======== TEXT SECTION ========
The One, by Vanessa Bates, doesn’t know what kind of story it wants to be.
Directed by Darren Yap, the latest Australian play at the Ensemble Theatre, struggles with muddled storytelling and tonal dissonance. Marketed as an upbeat family comedy, The One is not as funny as it thinks it is. However, it’s also not as emotionally compelling as it’s trying to be. What results is a disappointing production that takes a promising premise— Malaysian-Australian families reckoning with their mixed-race identities in a racist country—and fails to live up to it.
Adult siblings Mel (Angie Diaz) and Eric (Shan-Ree Tan) are nervous. Their mother Helen (Gabrielle Chan) is visiting them in Australia and insisting on throwing herself a big birthday dinner. But Helen’s chosen venue— a chinese restaurant from the kids’ childhood— brings up a lot of bad memories of growing up in a racist 1980s Australia as mixed-race kids born in Malaysia. Mel and Eric, who have always been competitive about winning their mother’s love, are both hiding something from their mum to protect her. The siblings secretly want to know the truth about the father who abandoned them, Eric wants to finally come out to Helen, and Mel’s been dodging her long-term partner Cal’s (Damien Strouthos) attempts to propose. Needless to say: there’s a lot of tension simmering between the family members, and this planned birthday dinner is threatening to bring all these tensions to the surface.
Accomplished designer Nick Fry has made great use of the tall conical shape of Kirribilli’s Ensemble Theatre to create a realistic looking Chinese restaurant set. The lighting designs by Verity Hampson are particularly good, allowing the set to shift locations and time periods. Video designs, projected onto the set wall, are used thoughtfully and sparingly, a refreshing change from mainstage theatre’s tendency to overuse the technology.
========
=== ACTIVITY 1 ===
Extract everything from "Accomplished designer Nick" down to "overuse the technology." in the review of The One, word for word.
=== ACTIVITY 2 ===
Continue the review of The One from the point where it stops.
======== EXTRACTED DATA ========
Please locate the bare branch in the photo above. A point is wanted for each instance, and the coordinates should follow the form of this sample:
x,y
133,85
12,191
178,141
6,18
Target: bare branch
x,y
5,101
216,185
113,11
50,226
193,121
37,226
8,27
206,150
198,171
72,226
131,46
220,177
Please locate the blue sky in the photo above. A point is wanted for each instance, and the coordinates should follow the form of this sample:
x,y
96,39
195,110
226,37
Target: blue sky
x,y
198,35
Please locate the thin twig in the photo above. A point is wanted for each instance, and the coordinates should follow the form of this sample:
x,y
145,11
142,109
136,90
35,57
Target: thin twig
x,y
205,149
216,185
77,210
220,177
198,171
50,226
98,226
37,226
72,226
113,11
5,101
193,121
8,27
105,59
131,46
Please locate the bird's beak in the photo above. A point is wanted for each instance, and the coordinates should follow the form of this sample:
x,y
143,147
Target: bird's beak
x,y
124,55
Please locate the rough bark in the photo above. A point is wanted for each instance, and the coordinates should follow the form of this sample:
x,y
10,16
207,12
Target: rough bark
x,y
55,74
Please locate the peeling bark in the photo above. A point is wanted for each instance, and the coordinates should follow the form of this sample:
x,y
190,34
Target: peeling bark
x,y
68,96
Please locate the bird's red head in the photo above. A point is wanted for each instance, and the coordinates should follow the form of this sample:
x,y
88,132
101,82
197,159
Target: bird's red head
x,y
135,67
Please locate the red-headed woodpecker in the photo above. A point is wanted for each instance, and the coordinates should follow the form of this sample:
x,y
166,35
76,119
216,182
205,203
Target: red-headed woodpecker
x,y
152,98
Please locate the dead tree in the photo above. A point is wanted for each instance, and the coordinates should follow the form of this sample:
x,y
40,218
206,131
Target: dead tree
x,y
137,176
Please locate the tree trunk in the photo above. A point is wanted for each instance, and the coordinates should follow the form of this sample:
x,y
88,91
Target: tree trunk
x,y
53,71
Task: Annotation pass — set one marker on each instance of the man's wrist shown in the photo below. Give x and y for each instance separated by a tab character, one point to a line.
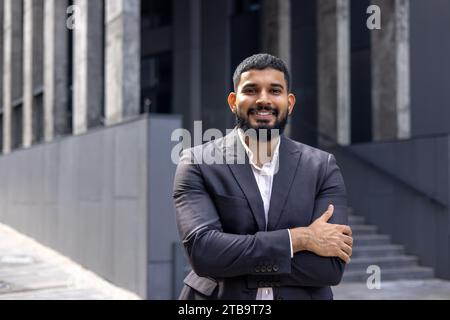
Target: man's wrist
300	238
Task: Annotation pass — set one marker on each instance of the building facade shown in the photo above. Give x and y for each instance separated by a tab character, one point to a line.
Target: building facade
72	67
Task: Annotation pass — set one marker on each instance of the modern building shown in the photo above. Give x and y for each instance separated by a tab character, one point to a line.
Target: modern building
79	79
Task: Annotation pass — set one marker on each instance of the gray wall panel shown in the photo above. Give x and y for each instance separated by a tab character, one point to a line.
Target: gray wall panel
430	70
88	197
160	286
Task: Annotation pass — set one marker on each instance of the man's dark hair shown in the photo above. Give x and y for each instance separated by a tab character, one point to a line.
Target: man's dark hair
261	61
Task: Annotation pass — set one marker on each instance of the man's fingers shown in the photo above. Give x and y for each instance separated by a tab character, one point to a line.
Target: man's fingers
347	249
347	240
344	256
327	214
346	230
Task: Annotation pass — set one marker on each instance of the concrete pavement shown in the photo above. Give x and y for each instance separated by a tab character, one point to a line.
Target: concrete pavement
30	271
430	289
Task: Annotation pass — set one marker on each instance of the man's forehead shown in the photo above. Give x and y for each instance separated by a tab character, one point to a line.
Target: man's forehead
269	74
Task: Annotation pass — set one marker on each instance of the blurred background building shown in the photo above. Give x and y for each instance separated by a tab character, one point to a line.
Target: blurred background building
91	91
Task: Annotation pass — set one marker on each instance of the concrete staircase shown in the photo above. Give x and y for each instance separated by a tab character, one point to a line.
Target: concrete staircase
371	248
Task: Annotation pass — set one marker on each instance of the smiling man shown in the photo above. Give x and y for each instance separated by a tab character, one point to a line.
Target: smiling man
272	223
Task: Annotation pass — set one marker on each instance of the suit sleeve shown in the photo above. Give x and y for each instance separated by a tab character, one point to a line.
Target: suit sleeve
211	252
309	269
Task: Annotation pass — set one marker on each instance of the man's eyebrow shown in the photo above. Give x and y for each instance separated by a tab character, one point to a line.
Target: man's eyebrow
277	85
250	85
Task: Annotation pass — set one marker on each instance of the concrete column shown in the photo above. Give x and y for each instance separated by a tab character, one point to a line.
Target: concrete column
187	61
1	75
12	70
56	92
276	28
390	72
334	71
122	74
276	32
32	65
216	73
88	66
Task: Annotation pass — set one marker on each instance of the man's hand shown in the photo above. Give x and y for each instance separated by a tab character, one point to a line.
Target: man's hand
323	238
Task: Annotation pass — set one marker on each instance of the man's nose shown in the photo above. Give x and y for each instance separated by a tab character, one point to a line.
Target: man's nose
263	99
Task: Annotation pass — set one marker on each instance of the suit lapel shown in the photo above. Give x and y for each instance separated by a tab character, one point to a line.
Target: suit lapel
289	159
242	172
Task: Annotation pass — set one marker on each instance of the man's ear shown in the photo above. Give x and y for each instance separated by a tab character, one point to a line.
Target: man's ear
232	101
291	103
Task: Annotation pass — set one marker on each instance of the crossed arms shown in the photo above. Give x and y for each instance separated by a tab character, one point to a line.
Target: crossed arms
320	250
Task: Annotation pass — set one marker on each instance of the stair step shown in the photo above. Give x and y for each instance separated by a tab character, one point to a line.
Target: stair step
377	251
371	239
396	262
391	274
352	220
363	229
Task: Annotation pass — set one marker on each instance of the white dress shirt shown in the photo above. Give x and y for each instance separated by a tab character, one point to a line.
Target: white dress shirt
========
=== TASK RESULT 1 ===
Accomplished designer Nick Fry has made great use of the tall conical shape of Kirribilli’s Ensemble Theatre to create a realistic looking Chinese restaurant set. The lighting designs by Verity Hampson are particularly good, allowing the set to shift locations and time periods. Video designs, projected onto the set wall, are used thoughtfully and sparingly, a refreshing change from mainstage theatre’s tendency to overuse the technology.

=== TASK RESULT 2 ===
The biggest problem with The One is that the cast, the director, and the writer all seem to on different pages about what kind of story they’re in.
In the first act, the ensemble (especially Angie Diaz who is ostensibly the lead, but also unfortunately, the weakest performer), seem to be pitching their performance as if they were in a broad comedy, but the script is rarely laugh-out-loud funny, so the choice feels odd. The big, broad comedic tone that Diaz is aiming for doesn’t suit the play’s more low-key comic sensibilities, and it definitely doesn’t suit the more serious moments of Bates’ script, like when Eric opens up about being the victim of racist bullying as a child. Considering that Tan, Chan and Strouthos deliver much more restrained performances which better align with the play’s mix of drama and light comedy, it feels odd that director Yap let Diaz run wild with this misjudged performance.

But it’s not just an acting and directing issue. The writing feels like Bates is oscillating between genres, too indecisive to make a decision. The first act is relatively grounded in realism— a slow but light-hearted domestic comedy about family, identity and relationships that also touches on the sibling’s struggles with feeling torn between two cultures. The second act tries to go big— introducing levels of farce with a lip-sync choreographed drag number, and an absurd distraction into horror.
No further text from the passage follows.